**MATERIAL FOR THIS EXERCISE:**
------------------------------------

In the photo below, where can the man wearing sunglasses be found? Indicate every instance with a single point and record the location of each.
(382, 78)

------------------------------------

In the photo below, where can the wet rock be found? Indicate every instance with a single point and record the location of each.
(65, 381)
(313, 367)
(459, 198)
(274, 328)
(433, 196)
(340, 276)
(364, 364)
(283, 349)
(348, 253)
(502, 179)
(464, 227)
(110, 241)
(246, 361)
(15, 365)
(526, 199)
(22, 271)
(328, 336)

------------------------------------

**WHAT THE TASK ASKS:**
Copy out every line of the records above that contains the word "Indicate".

**TASK SOLUTION:**
In the photo below, where can the man wearing sunglasses be found? Indicate every instance with a single point and record the location of each.
In the photo below, where can the wet rock be found? Indicate every instance with a single point and record the location of each.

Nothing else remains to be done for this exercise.